### What is needed
Copy out the material below verbatim, starting at the line that contains "In the photo above, where can the tree" and continuing through the final line.

** Start Dataset rows **

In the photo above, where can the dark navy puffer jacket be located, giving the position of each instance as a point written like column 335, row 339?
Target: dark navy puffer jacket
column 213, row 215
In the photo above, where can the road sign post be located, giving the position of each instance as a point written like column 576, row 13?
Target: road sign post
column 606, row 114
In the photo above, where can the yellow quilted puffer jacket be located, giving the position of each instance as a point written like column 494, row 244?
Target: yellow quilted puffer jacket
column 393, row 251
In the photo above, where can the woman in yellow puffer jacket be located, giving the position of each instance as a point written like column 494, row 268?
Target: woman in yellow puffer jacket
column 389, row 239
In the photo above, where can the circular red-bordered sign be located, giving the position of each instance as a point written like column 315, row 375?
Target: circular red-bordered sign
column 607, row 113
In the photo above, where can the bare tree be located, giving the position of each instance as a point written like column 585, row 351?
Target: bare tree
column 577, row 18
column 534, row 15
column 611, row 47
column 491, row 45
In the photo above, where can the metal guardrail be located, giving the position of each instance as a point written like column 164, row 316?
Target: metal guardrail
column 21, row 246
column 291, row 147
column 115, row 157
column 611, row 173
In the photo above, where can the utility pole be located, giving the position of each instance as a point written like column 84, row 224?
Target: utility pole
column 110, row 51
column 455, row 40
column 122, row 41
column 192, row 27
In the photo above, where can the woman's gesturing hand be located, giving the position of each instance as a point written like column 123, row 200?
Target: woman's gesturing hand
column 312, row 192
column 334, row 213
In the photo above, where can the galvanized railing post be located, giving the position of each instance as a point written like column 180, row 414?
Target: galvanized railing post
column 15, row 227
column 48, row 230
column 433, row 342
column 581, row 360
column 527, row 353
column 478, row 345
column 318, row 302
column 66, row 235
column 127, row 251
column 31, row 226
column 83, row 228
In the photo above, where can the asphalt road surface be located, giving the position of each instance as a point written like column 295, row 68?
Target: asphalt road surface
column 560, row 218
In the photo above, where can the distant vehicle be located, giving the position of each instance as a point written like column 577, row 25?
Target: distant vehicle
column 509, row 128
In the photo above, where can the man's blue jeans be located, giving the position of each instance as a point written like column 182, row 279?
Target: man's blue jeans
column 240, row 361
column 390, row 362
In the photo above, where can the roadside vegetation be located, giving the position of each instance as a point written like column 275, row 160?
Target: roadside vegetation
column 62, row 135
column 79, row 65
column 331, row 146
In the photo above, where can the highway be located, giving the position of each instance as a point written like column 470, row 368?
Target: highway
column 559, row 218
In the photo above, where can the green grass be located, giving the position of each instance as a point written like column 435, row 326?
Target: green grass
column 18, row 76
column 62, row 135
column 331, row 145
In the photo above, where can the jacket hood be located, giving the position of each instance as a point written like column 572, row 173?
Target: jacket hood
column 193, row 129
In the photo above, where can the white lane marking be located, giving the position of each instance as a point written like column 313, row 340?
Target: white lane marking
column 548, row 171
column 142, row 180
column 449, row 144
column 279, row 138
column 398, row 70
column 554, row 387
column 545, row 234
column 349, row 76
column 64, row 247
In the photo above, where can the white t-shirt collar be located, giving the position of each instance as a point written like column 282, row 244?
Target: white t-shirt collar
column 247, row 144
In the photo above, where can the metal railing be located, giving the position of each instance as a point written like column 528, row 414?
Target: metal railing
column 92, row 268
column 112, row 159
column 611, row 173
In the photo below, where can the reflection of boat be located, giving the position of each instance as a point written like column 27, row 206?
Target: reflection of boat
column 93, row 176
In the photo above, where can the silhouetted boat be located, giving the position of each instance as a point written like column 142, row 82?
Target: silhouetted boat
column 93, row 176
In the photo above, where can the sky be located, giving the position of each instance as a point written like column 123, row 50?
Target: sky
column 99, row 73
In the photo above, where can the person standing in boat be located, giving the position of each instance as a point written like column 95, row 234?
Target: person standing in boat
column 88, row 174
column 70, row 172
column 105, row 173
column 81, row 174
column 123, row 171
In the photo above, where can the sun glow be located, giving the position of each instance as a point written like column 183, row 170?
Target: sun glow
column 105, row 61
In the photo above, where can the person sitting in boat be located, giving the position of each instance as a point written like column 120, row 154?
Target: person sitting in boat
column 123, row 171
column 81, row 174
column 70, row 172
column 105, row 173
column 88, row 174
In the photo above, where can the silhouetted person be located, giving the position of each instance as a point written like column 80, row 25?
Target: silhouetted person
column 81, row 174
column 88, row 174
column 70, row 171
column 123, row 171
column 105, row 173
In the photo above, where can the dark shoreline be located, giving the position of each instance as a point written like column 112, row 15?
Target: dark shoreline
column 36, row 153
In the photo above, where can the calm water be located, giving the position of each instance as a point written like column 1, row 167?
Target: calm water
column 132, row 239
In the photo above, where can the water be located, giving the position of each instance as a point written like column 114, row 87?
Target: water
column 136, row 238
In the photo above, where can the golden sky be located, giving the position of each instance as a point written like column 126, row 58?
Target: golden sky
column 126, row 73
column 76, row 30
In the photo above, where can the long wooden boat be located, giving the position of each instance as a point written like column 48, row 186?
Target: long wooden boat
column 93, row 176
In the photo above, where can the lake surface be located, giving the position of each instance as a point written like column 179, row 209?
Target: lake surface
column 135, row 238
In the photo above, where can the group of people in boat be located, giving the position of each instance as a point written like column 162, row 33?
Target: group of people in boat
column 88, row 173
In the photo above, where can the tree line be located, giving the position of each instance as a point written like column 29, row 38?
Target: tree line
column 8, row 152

** End Dataset rows **

### Response to this task
In the photo above, where can the tree line be located, giving the position of each instance as a point written like column 29, row 38?
Target: tree line
column 8, row 152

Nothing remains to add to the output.